**Stored data entries:**
- - - - - - -
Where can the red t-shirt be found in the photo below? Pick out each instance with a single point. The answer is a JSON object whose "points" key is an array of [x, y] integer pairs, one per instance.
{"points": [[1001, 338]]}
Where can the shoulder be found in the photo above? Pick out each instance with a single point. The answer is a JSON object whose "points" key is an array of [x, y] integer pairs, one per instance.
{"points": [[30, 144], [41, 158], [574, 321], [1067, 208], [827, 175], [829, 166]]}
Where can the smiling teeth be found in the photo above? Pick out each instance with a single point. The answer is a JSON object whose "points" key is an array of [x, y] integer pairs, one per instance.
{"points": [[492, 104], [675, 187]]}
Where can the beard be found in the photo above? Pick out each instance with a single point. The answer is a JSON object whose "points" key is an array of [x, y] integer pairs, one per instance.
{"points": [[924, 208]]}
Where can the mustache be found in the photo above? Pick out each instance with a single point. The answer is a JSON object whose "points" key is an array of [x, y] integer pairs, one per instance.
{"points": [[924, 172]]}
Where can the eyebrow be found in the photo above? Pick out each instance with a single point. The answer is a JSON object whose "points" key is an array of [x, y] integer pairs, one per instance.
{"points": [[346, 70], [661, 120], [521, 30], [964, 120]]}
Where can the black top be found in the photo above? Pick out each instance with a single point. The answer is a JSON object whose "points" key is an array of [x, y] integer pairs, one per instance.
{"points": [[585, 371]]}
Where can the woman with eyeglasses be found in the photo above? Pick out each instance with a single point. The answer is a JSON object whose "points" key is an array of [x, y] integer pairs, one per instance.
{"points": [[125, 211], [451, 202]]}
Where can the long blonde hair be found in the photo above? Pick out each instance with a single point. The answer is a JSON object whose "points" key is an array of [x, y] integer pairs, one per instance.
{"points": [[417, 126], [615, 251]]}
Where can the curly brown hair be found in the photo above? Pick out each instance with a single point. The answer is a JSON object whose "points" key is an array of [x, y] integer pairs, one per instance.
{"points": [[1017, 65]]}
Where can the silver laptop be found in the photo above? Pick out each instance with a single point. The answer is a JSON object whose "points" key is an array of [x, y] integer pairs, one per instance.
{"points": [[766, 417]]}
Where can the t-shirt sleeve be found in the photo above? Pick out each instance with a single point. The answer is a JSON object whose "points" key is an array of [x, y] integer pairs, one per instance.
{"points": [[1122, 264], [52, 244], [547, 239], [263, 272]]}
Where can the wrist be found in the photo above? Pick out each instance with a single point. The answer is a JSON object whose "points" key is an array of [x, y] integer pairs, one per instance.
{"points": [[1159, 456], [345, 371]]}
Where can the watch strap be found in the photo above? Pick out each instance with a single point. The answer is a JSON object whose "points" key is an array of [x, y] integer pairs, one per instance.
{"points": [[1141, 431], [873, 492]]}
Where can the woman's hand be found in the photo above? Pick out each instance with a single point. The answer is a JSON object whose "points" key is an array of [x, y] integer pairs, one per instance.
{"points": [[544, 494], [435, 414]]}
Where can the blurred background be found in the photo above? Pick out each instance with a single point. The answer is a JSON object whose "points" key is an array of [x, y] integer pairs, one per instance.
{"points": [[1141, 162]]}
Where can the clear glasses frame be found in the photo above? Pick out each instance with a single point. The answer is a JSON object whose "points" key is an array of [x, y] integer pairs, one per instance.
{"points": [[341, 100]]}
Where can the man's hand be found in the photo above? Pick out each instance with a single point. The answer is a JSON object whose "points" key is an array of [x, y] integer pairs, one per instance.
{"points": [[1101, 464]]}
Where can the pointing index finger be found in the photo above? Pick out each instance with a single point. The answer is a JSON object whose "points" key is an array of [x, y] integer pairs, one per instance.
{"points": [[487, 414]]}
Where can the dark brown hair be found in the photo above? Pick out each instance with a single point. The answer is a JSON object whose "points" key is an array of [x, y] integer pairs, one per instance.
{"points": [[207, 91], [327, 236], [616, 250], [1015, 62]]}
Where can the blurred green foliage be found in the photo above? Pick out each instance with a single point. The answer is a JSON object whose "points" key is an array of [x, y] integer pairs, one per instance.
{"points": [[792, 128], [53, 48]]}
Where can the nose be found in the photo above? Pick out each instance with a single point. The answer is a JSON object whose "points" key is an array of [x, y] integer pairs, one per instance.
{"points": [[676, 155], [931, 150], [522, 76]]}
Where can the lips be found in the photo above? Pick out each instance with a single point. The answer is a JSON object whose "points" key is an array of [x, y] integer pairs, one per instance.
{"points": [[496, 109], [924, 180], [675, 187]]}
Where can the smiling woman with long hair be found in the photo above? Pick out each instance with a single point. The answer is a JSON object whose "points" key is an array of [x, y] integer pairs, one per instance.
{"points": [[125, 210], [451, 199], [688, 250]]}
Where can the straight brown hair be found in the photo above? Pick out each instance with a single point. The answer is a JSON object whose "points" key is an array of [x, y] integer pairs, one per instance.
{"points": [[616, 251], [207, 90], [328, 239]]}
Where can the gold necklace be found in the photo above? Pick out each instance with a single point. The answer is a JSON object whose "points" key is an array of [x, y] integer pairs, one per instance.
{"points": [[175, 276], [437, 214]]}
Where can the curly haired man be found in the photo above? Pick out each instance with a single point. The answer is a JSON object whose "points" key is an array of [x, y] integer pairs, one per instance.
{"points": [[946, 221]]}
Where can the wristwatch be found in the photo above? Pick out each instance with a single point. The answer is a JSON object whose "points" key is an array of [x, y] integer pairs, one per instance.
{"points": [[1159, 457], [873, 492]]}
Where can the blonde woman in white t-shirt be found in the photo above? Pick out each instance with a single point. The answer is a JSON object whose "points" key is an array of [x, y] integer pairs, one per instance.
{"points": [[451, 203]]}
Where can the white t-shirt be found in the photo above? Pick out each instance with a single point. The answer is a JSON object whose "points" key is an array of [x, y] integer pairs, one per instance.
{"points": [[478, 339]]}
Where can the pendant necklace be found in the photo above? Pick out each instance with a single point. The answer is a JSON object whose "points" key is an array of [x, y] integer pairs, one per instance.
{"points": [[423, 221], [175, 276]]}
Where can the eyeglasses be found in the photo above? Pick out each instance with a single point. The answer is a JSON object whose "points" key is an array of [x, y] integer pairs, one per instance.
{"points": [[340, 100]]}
- - - - - - -
**Problem details:**
Could every entry be given again exactly, with no line skipped?

**Completed exercise:**
Where can the red t-shirt be found in the photo below? Pick out each instance with a single point. The answer is a JSON object whose "points" key is an array of [x, y] integer pairs, one per instance.
{"points": [[1001, 338]]}
Where can the shoulder be found in the photo above? Pick out each instance with a single point. The answer is a JSON object whose "points" key is an array of [x, y] integer pairs, one per instance.
{"points": [[30, 144], [41, 158], [574, 321], [1067, 208], [827, 175], [829, 166]]}
Where can the smiling teeth be found in the photo above? Pick out each instance with a single point. The answer is a JSON object whose "points" key is an array of [x, y] integer pairs, one per instance.
{"points": [[492, 104], [675, 187]]}
Where can the beard be found in the photo above? Pick out each instance with a single point. The answer is a JSON object whose "points" key is an array of [x, y] integer pairs, one per instance.
{"points": [[924, 208]]}
Where can the mustache be found in the photo above? Pick out each instance with a single point. The answer is a JSON object whose "points" key is an array of [x, y] integer pairs, one per instance.
{"points": [[924, 172]]}
Where can the eyebrow be found in the photo above? Pick out each instance with a single point. The answer is a JSON object whose "points" key is an array of [x, y] integer pairs, one per instance.
{"points": [[346, 70], [661, 120], [521, 30], [964, 120]]}
Where can the black top be found in the photo above? Pick out each instance with a single point. The answer is a JSON object whose "points" key is an array of [x, y] integer pairs, one per instance.
{"points": [[585, 371]]}
Where can the woman with eyeglasses be found in the photo above? Pick out each instance with a single point. The answer is a JSON object whose "points" key is an array of [x, y] integer pairs, one per instance.
{"points": [[125, 211], [451, 202]]}
Where can the long blonde hair be found in the photo above? Pick out each instance with a single point. The answer is a JSON object whose "points" key is an array of [x, y] integer pairs, one per instance.
{"points": [[417, 126], [615, 251]]}
Where can the curly brown hair be found in the photo above? Pick out each instance with a single point. The answer is a JSON object whose "points" key is an array of [x, y] integer pairs, one per instance.
{"points": [[1017, 65]]}
Where can the silver laptop be found in the photo above? Pick out each instance with a single point. The answer is a JSON object whose "points" key is an array of [x, y] integer pairs, one per instance.
{"points": [[766, 417]]}
Where can the t-shirt sleeve be found in the photo above? Pick out each instance with a single point. The answer is a JSON object whose "points" key is an array of [x, y] integer pairs, one per instance.
{"points": [[1122, 264], [52, 244], [547, 239], [263, 272]]}
Where can the wrist be found in the photo above? Pick out each instance with a single point. The answer is a JSON object whose "points" key is an array of [x, y] integer pairs, one per instance.
{"points": [[1159, 456], [345, 371]]}
Where can the watch strap be found in the photo above? Pick out each instance with a single point. The answer is a JSON object whose "points" key is an array of [x, y] integer pairs, one per instance.
{"points": [[1141, 431], [873, 492]]}
Where can the woman's hand be found in the photo above? Pick out each instance with a single point. The answer is a JSON object whose "points" key is an array of [x, y] integer pairs, one per instance.
{"points": [[544, 494], [435, 414]]}
Where can the blurred background be found in the photo above? Pick out each instance with a single point. The answer is a JSON object whose "points" key is an array of [x, y] integer pairs, one per instance.
{"points": [[1141, 162]]}
Where can the clear glasses frame be found in the photo above? Pick out each instance with a single point. The answer is a JSON object whose "points" key is an array of [x, y] integer pairs, one per instance.
{"points": [[341, 100]]}
Where can the man's hand be found in the photo above? Pick out each instance with a single point. The answer is a JSON object whose "points" key is an array of [x, y] integer pairs, one per instance.
{"points": [[1101, 464]]}
Where can the pointing index finger be found in the photo above? Pick out each instance with a single point. The answer is a JSON object whose "points" key is an array of [x, y] integer pairs, one per instance.
{"points": [[487, 414]]}
Where can the dark brown hair be found in the photo above? Pick out each instance with a single point. The answer is a JSON object whose "points" key is an array of [x, y] integer pairs, one per instance.
{"points": [[207, 91], [327, 236], [616, 250], [1015, 62]]}
Where can the blurred green foliage be found in the photo above? Pick out each instance with a single point. The answer is a JSON object whose "points" key is an array of [x, y] integer pairs, one per instance.
{"points": [[792, 128], [53, 48]]}
Where can the nose be found in the photo above? Pick out each instance with a single point. The answer is a JSON object whose "points" key is an array of [x, y] integer pairs, one per instance.
{"points": [[676, 155], [931, 150], [522, 76]]}
Where can the lips be found in the photo above? Pick out each instance with a single point. The answer is a JSON object whose "points" key is an array of [x, y] integer pairs, one per instance.
{"points": [[496, 109], [924, 180], [675, 187]]}
Where can the smiling woman with long hair be found in the photo above? Pick out each instance with a single point. The answer is a JSON object whose "points" key is an array of [x, y] integer pairs, one per instance.
{"points": [[125, 210], [451, 199], [688, 250]]}
Where can the straight brown hair be found in the photo above? Pick out each instance with a single point. The answer is a JSON object whose "points" key is an array of [x, y] integer pairs, one per instance.
{"points": [[616, 251], [207, 90], [328, 239]]}
Where can the gold necklace be found in the photo above? Pick out each instance with a single point. The answer is a JSON object whose "points" key is an array of [x, y] integer pairs, one per instance.
{"points": [[175, 276], [437, 214]]}
Where can the curly haired man be found in the photo above? Pick out each instance with a single point. The answer is a JSON object whose "points" key is an array of [x, y] integer pairs, one per instance.
{"points": [[946, 221]]}
Where can the wristwatch be found in the photo above? Pick out each instance with a single point. The answer is a JSON object whose "points" key is an array of [x, y] integer pairs, one per instance.
{"points": [[1159, 457], [873, 492]]}
Where can the blonde woman in white t-shirt be found in the photo above? Pick out each instance with a single point. The answer is a JSON object whose "points" key is an array of [x, y] integer pairs, one per instance.
{"points": [[451, 203]]}
Where can the white t-shirt be found in the photo above? Pick out each instance with a single point. The answer is a JSON object whose "points" key is an array of [x, y] integer pairs, one per instance.
{"points": [[478, 339]]}
Where can the pendant necklace be found in the photo above? Pick out each instance with a single point. The answer is a JSON object whose "points" key is an array of [x, y] integer pairs, one per instance.
{"points": [[423, 221], [175, 276]]}
Where can the eyeglasses be found in the photo above? Pick out each instance with a single point. The answer is a JSON object whose "points" key is an array of [x, y] integer pairs, one per instance.
{"points": [[340, 100]]}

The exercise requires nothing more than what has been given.